(CHALLENGE) Render the rows below as a two-column CSV with the header text,answer, one line per row. Put each row's text and its answer in single quoted fields, replacing line breaks with spaces.

(SUPPLIED DATA)

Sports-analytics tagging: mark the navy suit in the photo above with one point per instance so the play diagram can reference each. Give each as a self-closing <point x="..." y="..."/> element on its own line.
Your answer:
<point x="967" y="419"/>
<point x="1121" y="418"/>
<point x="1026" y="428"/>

(OUTPUT)
text,answer
"Sports-analytics tagging: mark the navy suit in the photo above with one point per instance so the play diagram can reference each. Give each as a self-closing <point x=""..."" y=""...""/> element on its own line. Your answer:","<point x=""967"" y=""419""/> <point x=""1121"" y=""418""/> <point x=""1026"" y=""428""/>"